Severny Island () is a Russian Arctic island. It is the northern island of the Novaya Zemlya archipelago.
It was historically called Lütke Land after Friedrich Benjamin von Lütke, who explored it. It lies approximately 400 km north of the Russian mainland. It has an area of , making it the 30th-largest island in the world and the 3rd-largest uninhabited island in the world. It is part of Russian Arctic National Park.

Geography
Severny Island is separated from Yuzhny Island (Southern) by the narrow Matochkin Strait. Forty percent of the island is covered by the Severny Island ice cap, which is the largest glacier by area and by volume in Europe (if counted as part of it). Severny Island is known for its numerous glaciers. Cape Flissingsky is the easternmost point of Severny Island.

Climate
The climate for Severny Island is extremely cold, with even the warmest months not reaching the freezing mark. The climate is severe, and temperature varies from 3° to -8° F (-16° to -22° C) in winter to 36° to 44° F (2° to 7° C) in summer. There are frequent fogs and strong winds

Ice cap and glaciers

Unlike Yuzhny Island, Severny has an inner ice cap with numerous glaciers, most of which have their terminus on the eastern or western shore of the island.
+++
Complete the following:
**1)** List the section headings in the Severny Island text.
**2)** Reproduce word for word the part of the Severny Island text starting with "It was historically" and going on through "of Severny Island.".
The material that comes next has no connection to the Severny Island text.

Provided data:
+++
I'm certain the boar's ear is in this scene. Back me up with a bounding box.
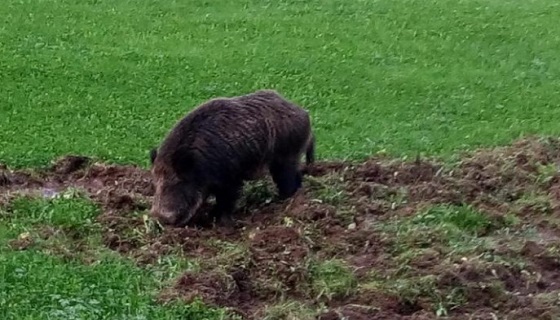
+++
Answers for the exercise:
**1)**
Geography
Climate
Ice cap and glaciers

**2)**
It was historically called Lütke Land after Friedrich Benjamin von Lütke, who explored it. It lies approximately 400 km north of the Russian mainland. It has an area of , making it the 30th-largest island in the world and the 3rd-largest uninhabited island in the world. It is part of Russian Arctic National Park.

Geography
Severny Island is separated from Yuzhny Island (Southern) by the narrow Matochkin Strait. Forty percent of the island is covered by the Severny Island ice cap, which is the largest glacier by area and by volume in Europe (if counted as part of it). Severny Island is known for its numerous glaciers. Cape Flissingsky is the easternmost point of Severny Island.